▶ **Verilen Metin**
○ ○ ○
14. Anayasa Mahkemesi 29/12/2011 tarihli ve E.2010/73, K.2011/176 sayılı kararıyla 5846 sayılı Kanun"un ek 2. maddesinin 4630 sayılı Kanun"un 35. maddesiyle değişik dördüncü fıkrasını "diyalog yazarı ve animatörler" yönünden iptal etmiştir. Anayasa Mahkemesi; yönetmen, özgün müzik bestecisi ve senaryo yazarı yönünden iptal istemini reddettiği gibi diyalog yazarı ve animatör yönünden hükmü iptal ederken de başvuran Mahkemece ileri sürülenden farklı bir gerekçeye dayanmıştır. Anayasa Mahkemesi kararında, diyalog yazarı ve animatörlerin 3/3/2001 tarihinde yürürlüğe giren 4630 sayılı Kanun ile yapılan değişiklikle sinema eseri sahipleri arasına eklendiği hâlde, itiraz konusu kuralla sinema eseri sahipliğine ilişkin hükümlerin bunlar yönünden de 4110 sayılı Kanun"un yürürlüğe girdiği 12/6/1995 gününden sonra yapımına başlanan sinema eserlerine uygulanmasının öngörüldüğüne dikkat çekilmiştir. Kararda, kuralın diyalog yazarı ve animatör yönünden 12/6/1995 tarihinden sonra yapımına başlanıp 3/3/2001 tarihine kadar meydana getirilerek eser sahipliği ortaya çıkmış olan sinema eserlerinde eser sahipliğine ilişkin hükümleri geriye yürüttüğü sonucuna ulaşılmıştır. Anayasa Mahkemesi, itiraz konusu kuralla daha önce sinema eseri sahibi olan yönetmen, özgün müzik bestecisi ve senaryo yazarının eserin meydana getirilmesiyle birlikte kazanmış oldukları mülkiyet hakkı kapsamında yer alan fikrî mülkiyetin zedelendiği kanaatine varmıştır.
○ ○ ○
▶ **Kayıtlı Bilgiler**

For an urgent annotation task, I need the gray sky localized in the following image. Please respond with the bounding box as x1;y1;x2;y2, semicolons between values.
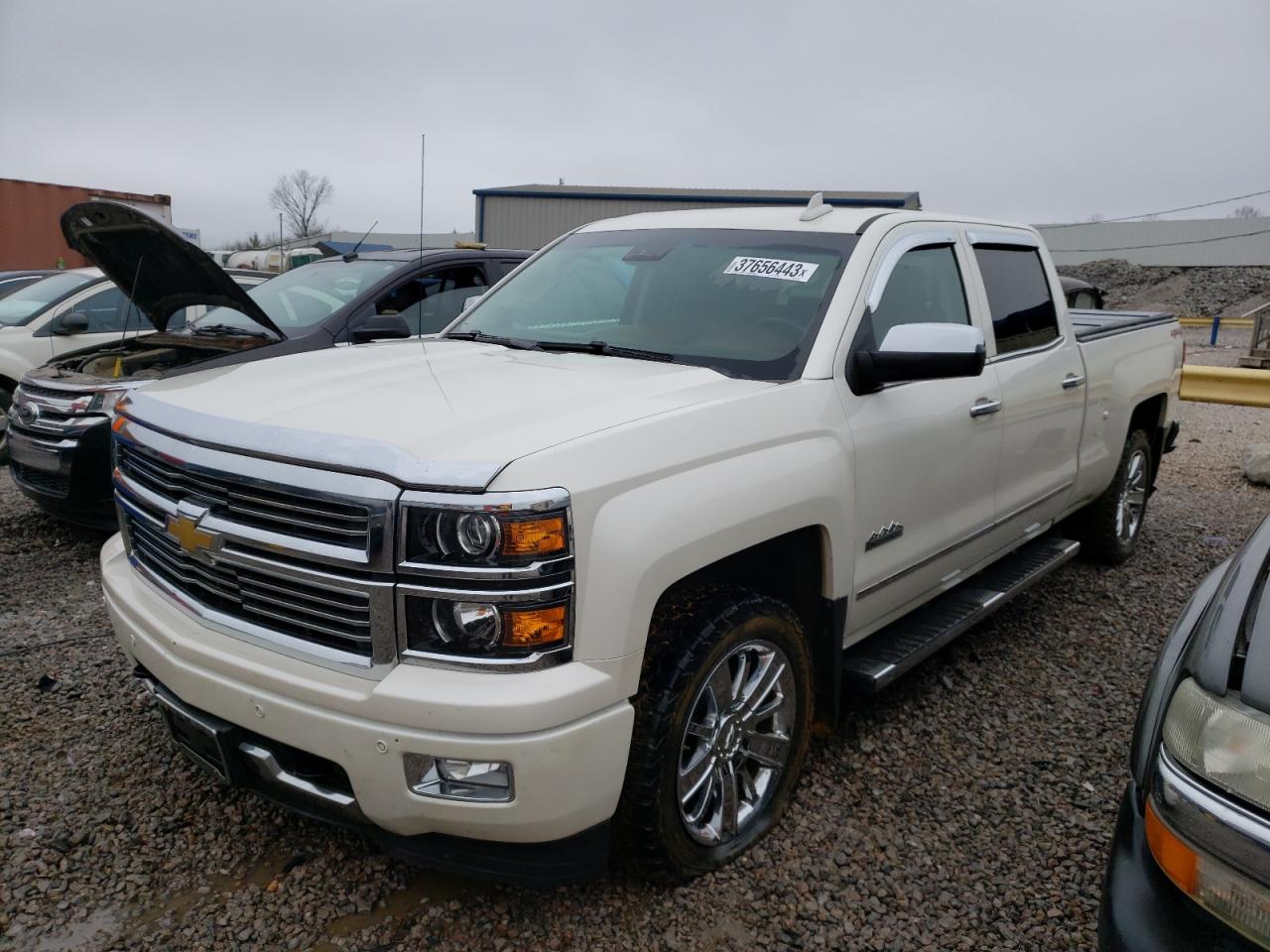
0;0;1270;246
○ ○ ○
▶ **Görevin Amacı**
Verilen metne göre Anayasa Mahkemesi, itiraz konusu kuralın diyalog yazarı ve animatörler yönünden geriye yürüdüğü sonucuna neden varmıştır? Bir ile üç cümle arasında açıklayınız. Malzemenin bu görevle hiçbir ilgisi bulunmamaktadır.

▶ **Tamamlanan Görev**
Diyalog yazarı ve animatörler, sinema eseri sahipleri arasına ancak 3/3/2001 tarihinde yürürlüğe giren 4630 sayılı Kanun ile eklenmiştir. Buna karşın kural, sinema eseri sahipliğine ilişkin hükümlerin bunlar yönünden de 4110 sayılı Kanun'un yürürlüğe girdiği 12/6/1995 gününden sonra yapımına başlanan sinema eserlerine uygulanmasını öngörmüştür. Bu nedenle kural, 12/6/1995 tarihinden sonra yapımına başlanıp 3/3/2001 tarihine kadar meydana getirilerek eser sahipliği ortaya çıkmış sinema eserlerinde eser sahipliğine ilişkin hükümleri geriye yürütmektedir.